### WHAT YOU NEED TO DO
Across the entries below, count the lines that contain the word "door" and reply with that number only.

────────

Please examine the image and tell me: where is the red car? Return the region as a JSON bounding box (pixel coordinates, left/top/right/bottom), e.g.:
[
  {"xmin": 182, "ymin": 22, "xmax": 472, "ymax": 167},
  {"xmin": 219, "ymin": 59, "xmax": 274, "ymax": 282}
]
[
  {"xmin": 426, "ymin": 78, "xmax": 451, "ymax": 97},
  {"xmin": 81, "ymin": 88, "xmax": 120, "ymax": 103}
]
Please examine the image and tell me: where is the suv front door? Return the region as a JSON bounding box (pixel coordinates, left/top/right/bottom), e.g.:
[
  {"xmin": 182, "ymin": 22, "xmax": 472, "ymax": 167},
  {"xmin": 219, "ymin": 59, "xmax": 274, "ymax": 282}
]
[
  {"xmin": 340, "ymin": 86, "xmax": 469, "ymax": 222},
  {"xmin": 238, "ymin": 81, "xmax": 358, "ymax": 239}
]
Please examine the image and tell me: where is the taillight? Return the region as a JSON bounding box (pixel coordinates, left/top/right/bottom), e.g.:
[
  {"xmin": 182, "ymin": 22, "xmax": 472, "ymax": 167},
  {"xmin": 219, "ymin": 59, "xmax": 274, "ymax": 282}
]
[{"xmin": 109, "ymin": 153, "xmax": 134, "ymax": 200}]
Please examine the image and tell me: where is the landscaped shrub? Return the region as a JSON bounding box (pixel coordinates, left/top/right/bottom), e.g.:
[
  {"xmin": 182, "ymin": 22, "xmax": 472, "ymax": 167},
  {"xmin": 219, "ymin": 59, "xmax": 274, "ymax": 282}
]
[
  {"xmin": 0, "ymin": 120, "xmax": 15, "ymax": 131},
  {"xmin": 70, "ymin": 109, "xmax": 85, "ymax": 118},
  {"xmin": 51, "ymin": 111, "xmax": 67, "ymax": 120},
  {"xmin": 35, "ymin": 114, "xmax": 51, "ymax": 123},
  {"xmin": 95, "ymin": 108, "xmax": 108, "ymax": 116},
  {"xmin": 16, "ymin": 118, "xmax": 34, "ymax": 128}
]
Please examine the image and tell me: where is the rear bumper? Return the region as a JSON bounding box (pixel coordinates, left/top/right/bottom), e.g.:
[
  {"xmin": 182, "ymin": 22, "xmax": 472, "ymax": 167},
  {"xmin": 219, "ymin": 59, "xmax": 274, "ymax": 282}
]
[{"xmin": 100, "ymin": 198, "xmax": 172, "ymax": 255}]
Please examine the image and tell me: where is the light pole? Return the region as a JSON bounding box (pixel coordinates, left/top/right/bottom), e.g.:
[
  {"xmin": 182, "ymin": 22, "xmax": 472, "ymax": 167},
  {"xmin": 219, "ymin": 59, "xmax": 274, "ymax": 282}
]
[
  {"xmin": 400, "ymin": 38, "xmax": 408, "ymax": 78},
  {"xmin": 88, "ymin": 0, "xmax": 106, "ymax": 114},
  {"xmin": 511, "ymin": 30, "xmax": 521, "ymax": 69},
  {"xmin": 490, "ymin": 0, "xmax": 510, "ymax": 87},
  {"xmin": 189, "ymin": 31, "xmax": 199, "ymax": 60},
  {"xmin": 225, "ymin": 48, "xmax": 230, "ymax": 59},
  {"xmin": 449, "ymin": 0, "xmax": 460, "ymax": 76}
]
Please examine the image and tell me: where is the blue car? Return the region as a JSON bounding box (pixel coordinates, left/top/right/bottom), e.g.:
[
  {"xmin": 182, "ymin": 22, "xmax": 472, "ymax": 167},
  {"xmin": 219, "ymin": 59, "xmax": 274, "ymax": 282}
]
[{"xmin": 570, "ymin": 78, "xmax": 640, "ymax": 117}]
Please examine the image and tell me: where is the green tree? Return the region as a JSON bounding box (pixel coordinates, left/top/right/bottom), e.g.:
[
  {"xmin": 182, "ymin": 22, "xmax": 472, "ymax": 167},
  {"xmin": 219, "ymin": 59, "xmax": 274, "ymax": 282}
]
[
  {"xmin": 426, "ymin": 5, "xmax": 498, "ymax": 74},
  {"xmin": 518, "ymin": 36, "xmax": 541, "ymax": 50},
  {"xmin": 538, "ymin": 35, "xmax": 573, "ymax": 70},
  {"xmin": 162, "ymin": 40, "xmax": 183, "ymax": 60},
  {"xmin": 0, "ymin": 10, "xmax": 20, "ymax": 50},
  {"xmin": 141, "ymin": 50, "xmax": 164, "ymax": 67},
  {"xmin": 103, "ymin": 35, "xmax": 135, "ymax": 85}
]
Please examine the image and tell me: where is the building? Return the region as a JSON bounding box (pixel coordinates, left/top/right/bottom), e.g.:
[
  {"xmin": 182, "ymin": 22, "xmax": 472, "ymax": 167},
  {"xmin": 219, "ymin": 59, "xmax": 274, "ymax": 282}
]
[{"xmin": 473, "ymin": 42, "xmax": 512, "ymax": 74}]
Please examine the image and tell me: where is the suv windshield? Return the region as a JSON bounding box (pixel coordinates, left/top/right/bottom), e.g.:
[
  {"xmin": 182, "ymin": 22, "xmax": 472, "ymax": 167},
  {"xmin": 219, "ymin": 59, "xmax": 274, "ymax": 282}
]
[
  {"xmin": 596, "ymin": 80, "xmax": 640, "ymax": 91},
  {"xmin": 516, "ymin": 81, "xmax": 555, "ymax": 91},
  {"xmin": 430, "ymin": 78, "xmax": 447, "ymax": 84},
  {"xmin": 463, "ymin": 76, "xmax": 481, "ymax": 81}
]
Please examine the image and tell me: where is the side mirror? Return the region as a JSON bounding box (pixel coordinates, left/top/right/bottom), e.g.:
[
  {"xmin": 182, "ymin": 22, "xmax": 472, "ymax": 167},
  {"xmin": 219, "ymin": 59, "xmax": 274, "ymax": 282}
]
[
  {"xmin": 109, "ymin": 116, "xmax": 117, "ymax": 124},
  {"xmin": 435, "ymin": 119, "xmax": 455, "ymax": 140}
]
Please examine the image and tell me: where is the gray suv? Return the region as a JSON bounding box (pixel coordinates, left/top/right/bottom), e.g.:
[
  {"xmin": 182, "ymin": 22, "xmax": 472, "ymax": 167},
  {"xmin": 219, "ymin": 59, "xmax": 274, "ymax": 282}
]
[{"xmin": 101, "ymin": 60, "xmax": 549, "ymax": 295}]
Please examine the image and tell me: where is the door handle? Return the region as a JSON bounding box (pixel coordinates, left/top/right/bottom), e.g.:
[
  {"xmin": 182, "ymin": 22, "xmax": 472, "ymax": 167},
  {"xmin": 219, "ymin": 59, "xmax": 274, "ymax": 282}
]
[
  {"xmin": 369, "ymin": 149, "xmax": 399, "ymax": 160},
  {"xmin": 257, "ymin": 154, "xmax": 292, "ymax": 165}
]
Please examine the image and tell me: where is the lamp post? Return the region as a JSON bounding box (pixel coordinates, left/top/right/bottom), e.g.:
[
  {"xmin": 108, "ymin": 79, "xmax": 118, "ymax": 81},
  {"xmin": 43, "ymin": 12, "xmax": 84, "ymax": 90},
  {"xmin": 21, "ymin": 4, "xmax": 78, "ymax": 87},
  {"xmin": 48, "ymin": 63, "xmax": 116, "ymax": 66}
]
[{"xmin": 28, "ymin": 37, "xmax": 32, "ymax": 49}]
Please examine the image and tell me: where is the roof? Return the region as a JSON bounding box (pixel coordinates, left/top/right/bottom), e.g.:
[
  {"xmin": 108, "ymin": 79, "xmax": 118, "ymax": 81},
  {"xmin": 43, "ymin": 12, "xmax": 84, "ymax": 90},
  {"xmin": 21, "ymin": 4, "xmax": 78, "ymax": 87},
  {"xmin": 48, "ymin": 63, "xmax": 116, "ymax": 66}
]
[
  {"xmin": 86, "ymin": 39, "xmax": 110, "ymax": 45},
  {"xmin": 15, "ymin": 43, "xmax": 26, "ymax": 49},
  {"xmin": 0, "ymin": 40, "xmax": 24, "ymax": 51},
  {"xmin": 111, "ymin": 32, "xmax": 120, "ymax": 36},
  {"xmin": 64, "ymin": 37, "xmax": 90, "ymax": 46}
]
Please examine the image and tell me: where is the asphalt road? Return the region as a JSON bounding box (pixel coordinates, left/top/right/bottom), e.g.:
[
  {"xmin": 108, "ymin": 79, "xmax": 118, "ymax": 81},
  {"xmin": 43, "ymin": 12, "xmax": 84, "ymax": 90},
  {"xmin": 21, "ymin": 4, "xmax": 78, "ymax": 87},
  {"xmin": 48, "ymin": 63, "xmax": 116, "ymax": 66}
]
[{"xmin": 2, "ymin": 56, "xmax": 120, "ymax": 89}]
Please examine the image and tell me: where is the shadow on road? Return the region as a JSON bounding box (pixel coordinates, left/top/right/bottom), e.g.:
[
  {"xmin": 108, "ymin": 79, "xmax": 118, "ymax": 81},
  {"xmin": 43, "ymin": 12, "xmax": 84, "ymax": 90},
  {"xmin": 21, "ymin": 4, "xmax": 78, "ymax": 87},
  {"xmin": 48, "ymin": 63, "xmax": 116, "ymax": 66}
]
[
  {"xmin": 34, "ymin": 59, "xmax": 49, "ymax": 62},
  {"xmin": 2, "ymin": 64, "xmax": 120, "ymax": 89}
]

────────

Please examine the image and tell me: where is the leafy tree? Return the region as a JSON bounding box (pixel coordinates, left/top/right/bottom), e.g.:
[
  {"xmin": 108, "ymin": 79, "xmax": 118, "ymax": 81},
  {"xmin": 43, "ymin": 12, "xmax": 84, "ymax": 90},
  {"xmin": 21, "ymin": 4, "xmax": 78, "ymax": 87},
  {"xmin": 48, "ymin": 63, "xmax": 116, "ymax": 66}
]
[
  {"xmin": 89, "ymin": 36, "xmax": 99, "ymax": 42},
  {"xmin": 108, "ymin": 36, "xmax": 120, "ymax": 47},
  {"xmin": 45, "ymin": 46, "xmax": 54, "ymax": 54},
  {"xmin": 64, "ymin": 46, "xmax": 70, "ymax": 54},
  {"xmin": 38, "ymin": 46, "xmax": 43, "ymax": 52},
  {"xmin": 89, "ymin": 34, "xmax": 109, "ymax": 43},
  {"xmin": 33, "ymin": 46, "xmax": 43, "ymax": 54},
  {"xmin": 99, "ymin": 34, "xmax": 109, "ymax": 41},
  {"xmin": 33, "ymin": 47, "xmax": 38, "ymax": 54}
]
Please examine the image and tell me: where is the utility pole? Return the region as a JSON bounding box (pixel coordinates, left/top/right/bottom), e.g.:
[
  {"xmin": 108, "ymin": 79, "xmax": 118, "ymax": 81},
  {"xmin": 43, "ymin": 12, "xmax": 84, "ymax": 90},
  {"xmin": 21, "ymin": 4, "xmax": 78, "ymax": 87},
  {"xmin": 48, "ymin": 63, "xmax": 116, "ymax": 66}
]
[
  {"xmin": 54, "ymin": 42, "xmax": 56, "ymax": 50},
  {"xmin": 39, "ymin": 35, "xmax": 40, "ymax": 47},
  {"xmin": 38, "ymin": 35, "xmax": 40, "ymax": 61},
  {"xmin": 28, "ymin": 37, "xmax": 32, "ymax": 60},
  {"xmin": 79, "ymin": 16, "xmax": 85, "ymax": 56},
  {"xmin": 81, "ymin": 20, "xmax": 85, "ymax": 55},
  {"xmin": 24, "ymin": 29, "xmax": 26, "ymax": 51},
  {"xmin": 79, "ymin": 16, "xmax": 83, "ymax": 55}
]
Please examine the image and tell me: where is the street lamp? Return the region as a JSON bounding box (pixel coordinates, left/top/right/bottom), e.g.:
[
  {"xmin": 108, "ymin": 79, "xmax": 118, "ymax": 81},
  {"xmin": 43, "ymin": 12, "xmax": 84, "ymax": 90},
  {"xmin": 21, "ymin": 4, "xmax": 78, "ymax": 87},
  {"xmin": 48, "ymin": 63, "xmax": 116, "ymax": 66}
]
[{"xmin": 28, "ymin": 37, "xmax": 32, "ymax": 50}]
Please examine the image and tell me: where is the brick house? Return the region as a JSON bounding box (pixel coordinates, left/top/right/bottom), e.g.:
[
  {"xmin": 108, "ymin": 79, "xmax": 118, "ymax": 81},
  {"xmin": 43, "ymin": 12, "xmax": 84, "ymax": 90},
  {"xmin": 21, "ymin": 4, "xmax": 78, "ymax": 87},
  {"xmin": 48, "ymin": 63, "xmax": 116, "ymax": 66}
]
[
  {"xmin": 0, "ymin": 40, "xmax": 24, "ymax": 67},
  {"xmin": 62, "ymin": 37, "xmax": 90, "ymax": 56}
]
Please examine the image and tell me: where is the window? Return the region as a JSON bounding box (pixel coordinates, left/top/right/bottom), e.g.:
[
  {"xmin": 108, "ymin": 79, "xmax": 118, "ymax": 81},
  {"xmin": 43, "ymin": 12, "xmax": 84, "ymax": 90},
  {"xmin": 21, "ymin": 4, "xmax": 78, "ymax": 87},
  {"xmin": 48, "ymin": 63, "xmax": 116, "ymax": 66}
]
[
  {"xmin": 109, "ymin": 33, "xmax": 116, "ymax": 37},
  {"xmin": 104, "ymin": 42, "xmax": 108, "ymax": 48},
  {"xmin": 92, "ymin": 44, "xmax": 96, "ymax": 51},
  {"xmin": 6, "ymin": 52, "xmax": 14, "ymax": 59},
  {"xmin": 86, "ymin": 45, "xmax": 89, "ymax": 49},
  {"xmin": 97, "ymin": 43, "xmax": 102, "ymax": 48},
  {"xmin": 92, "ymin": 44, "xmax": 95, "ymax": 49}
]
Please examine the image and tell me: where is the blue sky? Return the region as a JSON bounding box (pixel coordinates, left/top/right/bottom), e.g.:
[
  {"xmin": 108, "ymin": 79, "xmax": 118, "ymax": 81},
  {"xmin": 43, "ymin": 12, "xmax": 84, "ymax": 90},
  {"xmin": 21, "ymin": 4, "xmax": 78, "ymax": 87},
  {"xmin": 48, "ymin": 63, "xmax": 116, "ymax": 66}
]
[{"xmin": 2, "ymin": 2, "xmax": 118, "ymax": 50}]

────────

### TASK SOLUTION
2